[SET EXERCISE]
Write out the entries verbatim and leave the images out of the copy.

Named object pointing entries
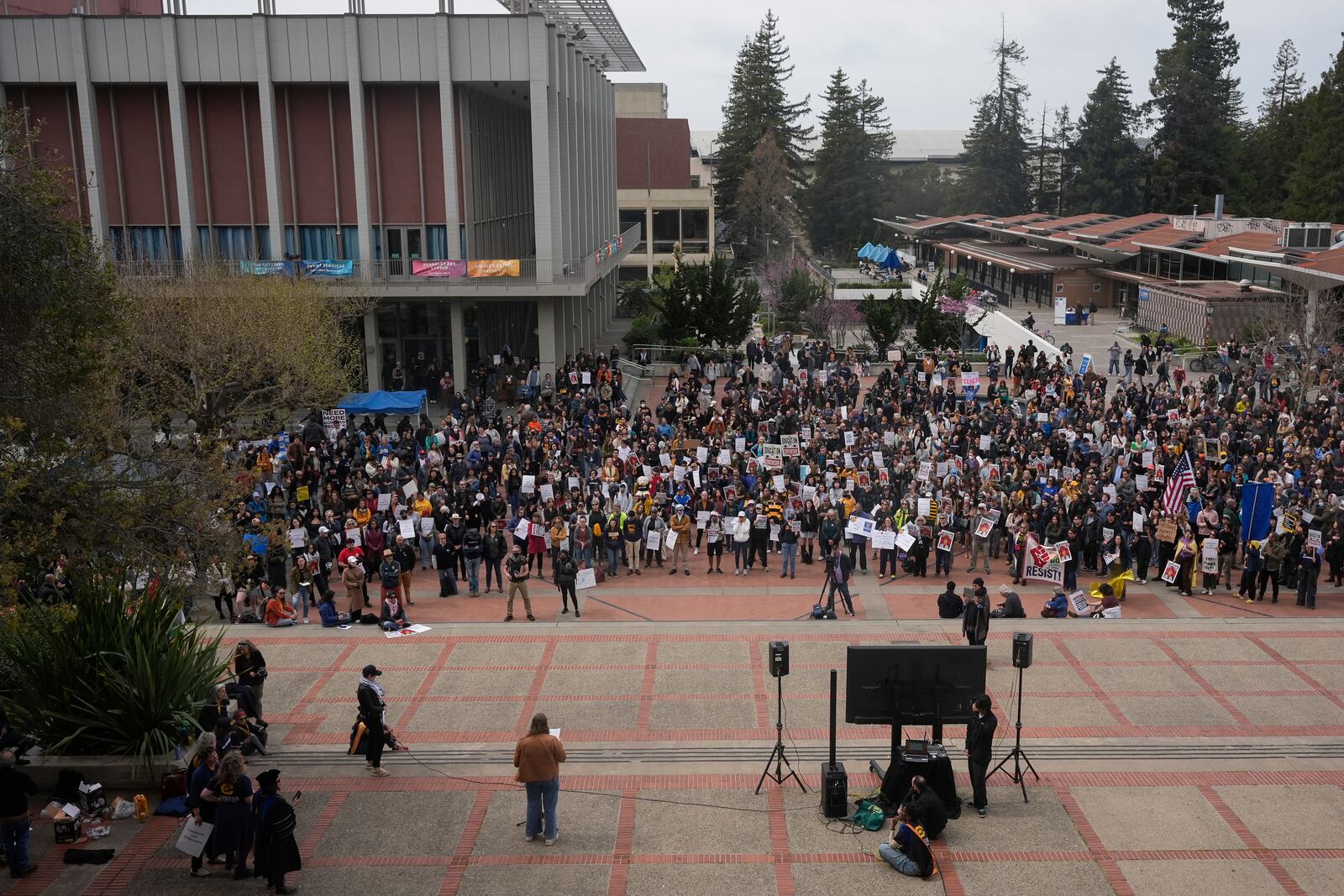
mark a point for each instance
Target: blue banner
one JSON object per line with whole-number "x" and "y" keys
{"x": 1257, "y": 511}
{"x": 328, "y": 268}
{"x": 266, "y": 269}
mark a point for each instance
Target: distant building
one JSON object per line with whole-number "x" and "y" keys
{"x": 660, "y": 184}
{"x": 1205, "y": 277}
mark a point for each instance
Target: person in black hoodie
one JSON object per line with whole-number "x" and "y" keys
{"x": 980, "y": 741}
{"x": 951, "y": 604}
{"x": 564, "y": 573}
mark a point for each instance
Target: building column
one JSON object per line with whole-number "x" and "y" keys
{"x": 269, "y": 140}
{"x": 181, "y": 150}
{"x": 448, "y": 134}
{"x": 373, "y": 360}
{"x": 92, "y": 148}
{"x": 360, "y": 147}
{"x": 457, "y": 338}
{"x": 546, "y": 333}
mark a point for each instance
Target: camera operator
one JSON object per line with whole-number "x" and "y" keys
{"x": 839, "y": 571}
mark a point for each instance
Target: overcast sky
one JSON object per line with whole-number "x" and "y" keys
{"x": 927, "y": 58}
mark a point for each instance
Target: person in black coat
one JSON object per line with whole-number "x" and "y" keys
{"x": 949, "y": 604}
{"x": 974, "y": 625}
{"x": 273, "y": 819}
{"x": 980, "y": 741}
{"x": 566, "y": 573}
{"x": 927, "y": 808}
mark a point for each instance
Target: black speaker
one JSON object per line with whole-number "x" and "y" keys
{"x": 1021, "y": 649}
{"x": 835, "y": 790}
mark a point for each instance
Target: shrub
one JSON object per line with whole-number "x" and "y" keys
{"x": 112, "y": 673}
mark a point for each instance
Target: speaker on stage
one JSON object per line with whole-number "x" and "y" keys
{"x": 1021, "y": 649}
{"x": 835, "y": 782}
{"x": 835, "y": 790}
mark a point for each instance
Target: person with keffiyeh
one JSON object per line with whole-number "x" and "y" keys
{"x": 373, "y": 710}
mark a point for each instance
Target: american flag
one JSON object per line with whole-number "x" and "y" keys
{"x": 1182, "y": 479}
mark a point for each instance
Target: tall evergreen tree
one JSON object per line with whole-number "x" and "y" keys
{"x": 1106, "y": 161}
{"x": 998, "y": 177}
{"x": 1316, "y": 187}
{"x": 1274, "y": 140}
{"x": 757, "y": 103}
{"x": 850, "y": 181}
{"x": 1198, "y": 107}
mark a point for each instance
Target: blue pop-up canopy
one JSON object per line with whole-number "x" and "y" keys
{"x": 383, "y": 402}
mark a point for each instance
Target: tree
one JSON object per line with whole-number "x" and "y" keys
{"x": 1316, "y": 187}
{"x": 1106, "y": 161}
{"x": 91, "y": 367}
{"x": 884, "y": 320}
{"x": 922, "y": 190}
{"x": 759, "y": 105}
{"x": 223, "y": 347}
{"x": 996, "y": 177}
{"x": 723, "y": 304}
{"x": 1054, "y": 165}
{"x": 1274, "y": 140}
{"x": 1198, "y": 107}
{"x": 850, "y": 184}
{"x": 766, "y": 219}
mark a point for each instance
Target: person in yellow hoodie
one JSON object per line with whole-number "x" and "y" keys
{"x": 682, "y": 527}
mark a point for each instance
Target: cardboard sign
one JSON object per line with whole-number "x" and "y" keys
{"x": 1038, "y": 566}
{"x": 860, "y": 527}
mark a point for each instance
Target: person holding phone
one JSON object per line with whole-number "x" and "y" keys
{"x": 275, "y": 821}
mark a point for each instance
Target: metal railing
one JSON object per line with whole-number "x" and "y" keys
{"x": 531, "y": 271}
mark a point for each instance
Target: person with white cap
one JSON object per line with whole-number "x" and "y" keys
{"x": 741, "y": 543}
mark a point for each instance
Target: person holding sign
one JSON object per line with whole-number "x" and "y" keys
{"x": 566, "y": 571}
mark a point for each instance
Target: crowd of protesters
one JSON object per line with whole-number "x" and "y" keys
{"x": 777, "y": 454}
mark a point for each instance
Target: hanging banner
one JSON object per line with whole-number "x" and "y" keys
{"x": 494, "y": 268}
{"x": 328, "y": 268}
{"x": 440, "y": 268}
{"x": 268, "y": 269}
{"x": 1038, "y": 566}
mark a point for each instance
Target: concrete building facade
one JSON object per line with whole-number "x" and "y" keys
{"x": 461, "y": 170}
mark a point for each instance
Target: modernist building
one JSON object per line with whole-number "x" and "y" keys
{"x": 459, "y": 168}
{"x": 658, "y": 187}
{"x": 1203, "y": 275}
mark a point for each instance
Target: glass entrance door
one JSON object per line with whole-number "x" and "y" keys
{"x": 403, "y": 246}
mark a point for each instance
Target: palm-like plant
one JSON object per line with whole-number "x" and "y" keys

[RESPONSE FOR THIS EXERCISE]
mark a point for each instance
Target: blue banner
one JSON object per line with whole-number "x" and "y" keys
{"x": 1257, "y": 511}
{"x": 328, "y": 268}
{"x": 266, "y": 269}
mark a point for each instance
Target: distant building
one JSON object per line with whole-number "x" and "y" keys
{"x": 660, "y": 184}
{"x": 1205, "y": 277}
mark a point for each instance
Target: person in black hoodie
one JSON object per line with whole-number "x" and "y" keys
{"x": 980, "y": 741}
{"x": 951, "y": 604}
{"x": 564, "y": 573}
mark a point for each instance
Target: building column
one JSON object per line with whole-number "x" and "y" keys
{"x": 269, "y": 140}
{"x": 181, "y": 150}
{"x": 448, "y": 134}
{"x": 373, "y": 360}
{"x": 92, "y": 148}
{"x": 360, "y": 147}
{"x": 457, "y": 338}
{"x": 546, "y": 333}
mark a point for each instance
Target: camera operator
one JSON object per line with whole-number "x" and "y" keys
{"x": 839, "y": 571}
mark a point for each instance
Target: overcast sky
one JSON object per line with whole-number "x" and "y" keys
{"x": 927, "y": 58}
mark a point for each instance
Target: person in black coat
one JSON object per line with whole-number "x" and "y" keys
{"x": 949, "y": 604}
{"x": 974, "y": 625}
{"x": 273, "y": 819}
{"x": 980, "y": 741}
{"x": 566, "y": 573}
{"x": 927, "y": 808}
mark a point for each instance
Target: black speaker
one JSON object per line with whole-number "x" and "y" keys
{"x": 1021, "y": 649}
{"x": 835, "y": 790}
mark a point for each instance
Target: shrub
one JSON object per line with whole-number "x" and "y" keys
{"x": 112, "y": 673}
mark a point for each instance
Target: speaker on stage
one JSON object per line with whole-number "x" and "y" keys
{"x": 1021, "y": 649}
{"x": 835, "y": 782}
{"x": 835, "y": 790}
mark a point for each instance
Target: person with keffiyeh
one JSON object per line with whole-number "x" and "y" keys
{"x": 373, "y": 710}
mark a point for each instance
Target: american flag
one JSON object per line with whole-number "x" and "y" keys
{"x": 1182, "y": 479}
mark a point for each instance
Target: tall evergreen tree
one JSON object per line with whole-number "x" and "y" keys
{"x": 1106, "y": 161}
{"x": 998, "y": 177}
{"x": 1316, "y": 187}
{"x": 1274, "y": 140}
{"x": 757, "y": 103}
{"x": 850, "y": 181}
{"x": 1198, "y": 107}
mark a point for each instance
Target: blue pop-up canopy
one JSON object per line with whole-number "x" and "y" keys
{"x": 383, "y": 402}
mark a point for each instance
Target: tree
one JSON object per line with whole-number "x" and "y" keys
{"x": 1316, "y": 187}
{"x": 1106, "y": 161}
{"x": 91, "y": 367}
{"x": 884, "y": 320}
{"x": 922, "y": 190}
{"x": 759, "y": 105}
{"x": 223, "y": 347}
{"x": 996, "y": 177}
{"x": 723, "y": 304}
{"x": 1054, "y": 165}
{"x": 1274, "y": 140}
{"x": 1198, "y": 107}
{"x": 850, "y": 184}
{"x": 766, "y": 219}
mark a point for each instance
Target: person in yellow hoodie
one JSON object per line with whole-number "x" and "y" keys
{"x": 682, "y": 527}
mark a point for each instance
Target: cardboard sign
one JSON object per line with whole-number "x" and "y" keys
{"x": 1038, "y": 566}
{"x": 860, "y": 527}
mark a point for each instance
Target: person holding phone
one JSON object per line with whole-number "x" and "y" keys
{"x": 275, "y": 821}
mark a point for each instance
Target: metal railing
one JSON object per line with whole-number "x" and "y" keys
{"x": 531, "y": 271}
mark a point for each instance
Target: person with white cap
one JSON object per line with whole-number "x" and "y" keys
{"x": 741, "y": 543}
mark a point for each instance
Target: person holding sign
one JSON object per line with whole-number "x" and "y" keys
{"x": 566, "y": 571}
mark a point for each instance
Target: crowd of protesters
one JSON object per line with whole-number "x" and "y" keys
{"x": 777, "y": 454}
mark a point for each instance
Target: hanging banner
one JSON object per line with whole-number "x" and "y" keys
{"x": 494, "y": 268}
{"x": 328, "y": 268}
{"x": 440, "y": 268}
{"x": 268, "y": 269}
{"x": 1038, "y": 566}
mark a point for each instance
Target: concrete building facade
one JSON object per line with whole-number "x" and "y" keys
{"x": 461, "y": 170}
mark a point for each instance
Target: modernist building
one JSON object per line with whole-number "x" and "y" keys
{"x": 459, "y": 168}
{"x": 658, "y": 187}
{"x": 1203, "y": 275}
mark a point for each instance
Target: glass entrance door
one JSON object per line with whole-number "x" and "y" keys
{"x": 403, "y": 246}
mark a point for each instance
Target: palm-like plant
one JSON object per line with whole-number "x" and "y" keys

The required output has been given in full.